--- start SOURCE TEXT ---

Since January 2024, artificial intelligence (AI) and machine learning (ML) have become integral across the insurance value chain, from underwriting and claims to customer engagement and fraud detection. With more than 70% of U.S. insurers now using or planning to use AI/ML, regulators have accelerated action to ensure industry modernization does not compromise consumer protection or fairness.
State insurance regulators, coordinated through the NAIC’s Innovation, Cybersecurity and Technology Committee and its Big Data and AI Working Group, continue to lead in crafting principles and oversight grounded in the core tenets of Fairness, Accountability, Compliance, Transparency and Security (FACTS).
Key pillars of the 2025 regulatory landscape
1. NAIC’s 2025 road map: Cementing state oversight
The NAIC’s “Securing Tomorrow” agenda underscores protection of state-based regulation and welcomes AI as a 2025 priority. It calls for enhancing board-engagement, global coordination and insurance-market integrity through AI governance.
2. FACTS: NAIC’s AI principles (Adopted 2020)
The FACTS central doctrine remains current policy, emphasizing:
- Fairness and Ethics: Avoiding bias based on protected attributes
- Accountability: Documenting decision paths and executive oversight
- Compliance: Adherence to all applicable state and federal laws
- Transparency: Informing consumers and examiners how AI systems work
- Safety and Robustness: Strong data, cyber and model management practices
Although not statutorily binding, FACTS continues to underpin state expectations for responsible AI deployment.
NAIC Model Bulletin (December 2023): Implementation as of 2025
In December 2023, NAIC adopted the model bulletin titled “Use of Artificial Intelligence Systems by Insurers” recommending mandatory adoption of a documented AI Systems (AIS) Program aligned with FACTS.
As of June 2025:
- 24 states have fully adopted the model bulletin with minimal changes, now the de facto national standard.ii
- Four additional states have adopted similar guidelines and standards.

--- end SOURCE TEXT ---
--- start DATA LINES ---

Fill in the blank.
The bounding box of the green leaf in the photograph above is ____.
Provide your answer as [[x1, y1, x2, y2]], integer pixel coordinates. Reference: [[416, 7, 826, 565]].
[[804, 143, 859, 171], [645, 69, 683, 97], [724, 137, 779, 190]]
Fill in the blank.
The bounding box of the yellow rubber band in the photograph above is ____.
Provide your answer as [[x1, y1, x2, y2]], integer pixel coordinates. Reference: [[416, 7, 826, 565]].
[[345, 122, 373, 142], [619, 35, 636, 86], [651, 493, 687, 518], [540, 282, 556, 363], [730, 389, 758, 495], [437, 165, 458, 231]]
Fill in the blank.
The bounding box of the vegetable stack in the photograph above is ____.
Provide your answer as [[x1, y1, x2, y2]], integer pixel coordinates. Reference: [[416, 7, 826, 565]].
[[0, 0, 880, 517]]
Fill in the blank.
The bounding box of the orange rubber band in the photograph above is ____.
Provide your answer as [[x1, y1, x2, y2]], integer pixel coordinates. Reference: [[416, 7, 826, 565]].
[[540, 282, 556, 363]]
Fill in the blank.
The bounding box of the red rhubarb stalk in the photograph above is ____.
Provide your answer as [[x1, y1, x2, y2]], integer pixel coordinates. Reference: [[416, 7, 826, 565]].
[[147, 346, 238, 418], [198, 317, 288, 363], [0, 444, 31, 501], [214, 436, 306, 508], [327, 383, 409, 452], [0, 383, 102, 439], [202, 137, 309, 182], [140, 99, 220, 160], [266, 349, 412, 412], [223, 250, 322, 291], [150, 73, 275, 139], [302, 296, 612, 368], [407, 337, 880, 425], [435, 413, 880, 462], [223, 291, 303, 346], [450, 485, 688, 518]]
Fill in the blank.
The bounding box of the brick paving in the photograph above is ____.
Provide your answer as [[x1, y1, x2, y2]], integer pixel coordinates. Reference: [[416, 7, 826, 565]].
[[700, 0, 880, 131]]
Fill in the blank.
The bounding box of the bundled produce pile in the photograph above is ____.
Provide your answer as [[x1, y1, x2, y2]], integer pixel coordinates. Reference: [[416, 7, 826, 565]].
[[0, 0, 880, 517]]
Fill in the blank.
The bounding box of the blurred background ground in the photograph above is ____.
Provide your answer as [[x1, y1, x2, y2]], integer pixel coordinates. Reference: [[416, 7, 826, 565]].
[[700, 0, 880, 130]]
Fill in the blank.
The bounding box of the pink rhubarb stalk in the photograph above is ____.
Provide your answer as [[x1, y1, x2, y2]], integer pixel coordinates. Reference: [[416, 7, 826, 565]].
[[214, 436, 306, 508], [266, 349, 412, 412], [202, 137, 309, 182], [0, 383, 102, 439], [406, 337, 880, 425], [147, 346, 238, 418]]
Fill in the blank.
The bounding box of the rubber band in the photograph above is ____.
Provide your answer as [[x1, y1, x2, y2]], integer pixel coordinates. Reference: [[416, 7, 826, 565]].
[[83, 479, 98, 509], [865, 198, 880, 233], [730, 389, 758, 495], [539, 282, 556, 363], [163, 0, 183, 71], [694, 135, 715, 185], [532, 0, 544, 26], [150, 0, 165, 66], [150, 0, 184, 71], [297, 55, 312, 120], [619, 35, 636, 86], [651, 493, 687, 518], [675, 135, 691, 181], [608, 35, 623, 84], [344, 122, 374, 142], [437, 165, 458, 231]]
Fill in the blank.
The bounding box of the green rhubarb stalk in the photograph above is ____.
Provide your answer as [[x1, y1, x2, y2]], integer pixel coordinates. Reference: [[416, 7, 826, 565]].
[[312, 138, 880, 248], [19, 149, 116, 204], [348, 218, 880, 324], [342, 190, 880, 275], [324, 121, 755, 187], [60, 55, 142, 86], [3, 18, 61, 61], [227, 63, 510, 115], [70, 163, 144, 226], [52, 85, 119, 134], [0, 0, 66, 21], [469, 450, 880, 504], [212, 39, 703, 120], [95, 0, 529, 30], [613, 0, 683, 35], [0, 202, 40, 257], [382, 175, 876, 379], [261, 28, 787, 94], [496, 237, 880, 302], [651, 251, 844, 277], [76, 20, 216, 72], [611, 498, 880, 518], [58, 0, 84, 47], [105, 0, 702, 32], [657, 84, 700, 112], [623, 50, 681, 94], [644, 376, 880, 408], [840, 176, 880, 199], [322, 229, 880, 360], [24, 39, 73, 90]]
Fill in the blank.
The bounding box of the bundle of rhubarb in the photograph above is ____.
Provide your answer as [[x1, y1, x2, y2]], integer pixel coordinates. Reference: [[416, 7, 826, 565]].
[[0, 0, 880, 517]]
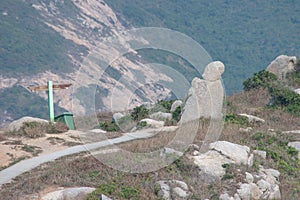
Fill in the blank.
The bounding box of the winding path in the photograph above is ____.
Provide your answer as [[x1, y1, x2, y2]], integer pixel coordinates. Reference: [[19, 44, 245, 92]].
[[0, 129, 157, 186]]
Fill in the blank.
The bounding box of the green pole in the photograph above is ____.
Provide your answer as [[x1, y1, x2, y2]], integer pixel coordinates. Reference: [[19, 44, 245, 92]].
[[48, 81, 54, 122]]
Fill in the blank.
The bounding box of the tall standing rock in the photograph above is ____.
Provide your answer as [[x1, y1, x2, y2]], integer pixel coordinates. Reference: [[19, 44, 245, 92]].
[[179, 61, 225, 151]]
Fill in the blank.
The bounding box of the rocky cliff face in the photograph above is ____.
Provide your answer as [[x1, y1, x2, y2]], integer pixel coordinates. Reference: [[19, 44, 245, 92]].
[[0, 0, 199, 122]]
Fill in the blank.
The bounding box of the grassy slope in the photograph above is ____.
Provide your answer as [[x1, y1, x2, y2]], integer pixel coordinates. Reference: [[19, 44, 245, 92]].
[[107, 0, 300, 94], [0, 76, 300, 199]]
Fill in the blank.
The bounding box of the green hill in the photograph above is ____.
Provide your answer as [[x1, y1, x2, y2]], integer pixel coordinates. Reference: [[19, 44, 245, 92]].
[[107, 0, 300, 94]]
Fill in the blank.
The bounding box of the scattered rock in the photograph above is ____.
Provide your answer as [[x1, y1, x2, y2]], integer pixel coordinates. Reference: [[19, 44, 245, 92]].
[[294, 88, 300, 94], [237, 183, 262, 200], [269, 185, 281, 200], [180, 61, 225, 123], [90, 129, 106, 133], [150, 111, 172, 121], [253, 150, 267, 159], [239, 127, 253, 133], [42, 187, 95, 200], [247, 154, 254, 167], [160, 147, 183, 157], [219, 193, 234, 200], [257, 179, 272, 192], [170, 100, 182, 112], [140, 118, 165, 128], [239, 113, 265, 124], [156, 181, 171, 200], [112, 112, 124, 122], [8, 117, 48, 132], [209, 141, 250, 165], [246, 172, 254, 183], [101, 194, 112, 200], [156, 180, 190, 200], [192, 148, 234, 182], [266, 55, 297, 80], [288, 142, 300, 159]]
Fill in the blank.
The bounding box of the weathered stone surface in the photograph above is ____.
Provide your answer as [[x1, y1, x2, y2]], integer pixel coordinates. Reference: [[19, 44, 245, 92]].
[[202, 61, 225, 81], [8, 117, 48, 132], [156, 180, 190, 199], [42, 187, 95, 200], [170, 100, 182, 112], [267, 55, 297, 80], [239, 127, 253, 133], [160, 147, 183, 157], [150, 111, 172, 121], [101, 194, 112, 200], [247, 154, 254, 167], [253, 150, 267, 159], [294, 88, 300, 94], [237, 183, 262, 200], [112, 112, 124, 122], [239, 113, 265, 123], [156, 181, 171, 200], [141, 118, 165, 128], [209, 141, 250, 165], [288, 142, 300, 159], [180, 61, 224, 123], [245, 172, 254, 183], [269, 185, 281, 200], [173, 187, 188, 198], [257, 179, 272, 192], [193, 151, 234, 181], [219, 193, 234, 200]]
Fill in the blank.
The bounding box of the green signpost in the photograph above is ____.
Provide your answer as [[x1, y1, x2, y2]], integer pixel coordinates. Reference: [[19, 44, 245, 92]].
[[28, 81, 72, 122]]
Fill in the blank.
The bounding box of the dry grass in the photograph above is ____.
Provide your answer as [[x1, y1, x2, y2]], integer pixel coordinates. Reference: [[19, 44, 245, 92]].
[[0, 90, 300, 199]]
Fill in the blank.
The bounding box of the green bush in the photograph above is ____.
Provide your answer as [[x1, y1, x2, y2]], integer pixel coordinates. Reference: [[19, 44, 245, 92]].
[[243, 70, 277, 91], [225, 113, 249, 126], [172, 106, 182, 122], [99, 121, 120, 132], [130, 105, 149, 121]]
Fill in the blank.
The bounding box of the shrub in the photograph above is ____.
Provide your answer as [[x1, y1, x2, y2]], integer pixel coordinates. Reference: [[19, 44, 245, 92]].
[[130, 105, 149, 121], [99, 121, 120, 132], [243, 70, 277, 91], [172, 106, 182, 122], [225, 113, 249, 126]]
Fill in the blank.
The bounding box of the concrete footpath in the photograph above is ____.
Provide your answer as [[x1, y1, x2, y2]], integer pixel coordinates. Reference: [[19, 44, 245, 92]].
[[0, 129, 157, 186]]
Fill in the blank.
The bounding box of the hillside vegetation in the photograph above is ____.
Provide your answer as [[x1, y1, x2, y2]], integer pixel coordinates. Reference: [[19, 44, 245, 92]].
[[0, 0, 84, 78], [107, 0, 300, 94]]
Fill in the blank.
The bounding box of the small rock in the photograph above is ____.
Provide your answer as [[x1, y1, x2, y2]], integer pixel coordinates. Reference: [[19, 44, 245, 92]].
[[237, 183, 262, 200], [112, 113, 124, 122], [246, 172, 254, 183], [247, 154, 254, 167], [150, 111, 172, 121], [156, 181, 171, 200], [160, 147, 183, 157], [209, 141, 250, 165], [253, 150, 267, 159], [101, 194, 112, 200], [269, 185, 281, 200], [172, 187, 189, 198], [239, 114, 265, 124], [219, 193, 234, 200], [233, 193, 241, 200], [239, 127, 253, 133], [170, 100, 182, 112], [192, 151, 233, 181], [257, 179, 271, 192], [141, 119, 165, 128]]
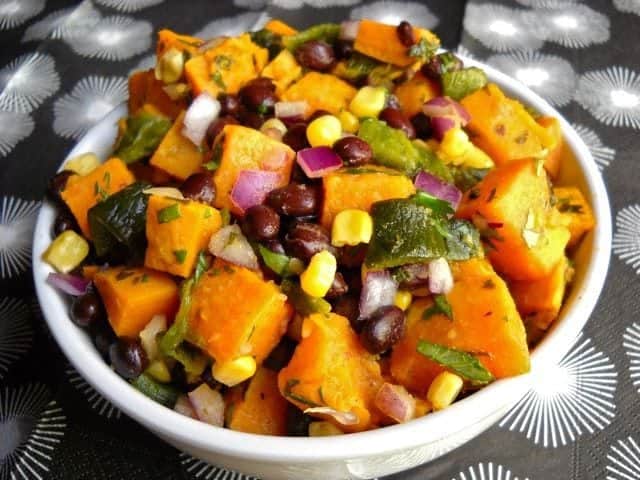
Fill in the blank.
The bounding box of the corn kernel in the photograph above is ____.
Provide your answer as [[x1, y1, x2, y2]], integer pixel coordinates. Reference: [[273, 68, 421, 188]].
[[309, 422, 344, 437], [64, 153, 100, 175], [211, 355, 256, 387], [393, 290, 413, 310], [307, 115, 342, 147], [427, 372, 463, 410], [42, 230, 89, 273], [300, 250, 338, 298], [331, 209, 373, 247], [349, 86, 387, 118], [338, 110, 360, 133]]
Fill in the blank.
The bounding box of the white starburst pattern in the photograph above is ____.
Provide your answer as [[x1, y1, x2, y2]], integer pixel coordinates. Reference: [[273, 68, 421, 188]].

--- end DATA LINES ---

JOB 1:
Translate this sentence from the insurance AI text into Spanish: "Although not statutorily binding, FACTS continues to underpin state expectations for responsible AI deployment."
JOB 2:
Extract the stretch of the insurance AI text from "2. FACTS: NAIC’s" through "responsible AI deployment.".
The entries play no part in the work that follows.

FINISHED ANSWER 1:
Aunque no es vinculante por ley, FACTS sigue sustentando las expectativas estatales para un despliegue responsable de la IA.

FINISHED ANSWER 2:
2. FACTS: NAIC’s AI principles (Adopted 2020)
The FACTS central doctrine remains current policy, emphasizing:
- Fairness and Ethics: Avoiding bias based on protected attributes
- Accountability: Documenting decision paths and executive oversight
- Compliance: Adherence to all applicable state and federal laws
- Transparency: Informing consumers and examiners how AI systems work
- Safety and Robustness: Strong data, cyber and model management practices
Although not statutorily binding, FACTS continues to underpin state expectations for responsible AI deployment.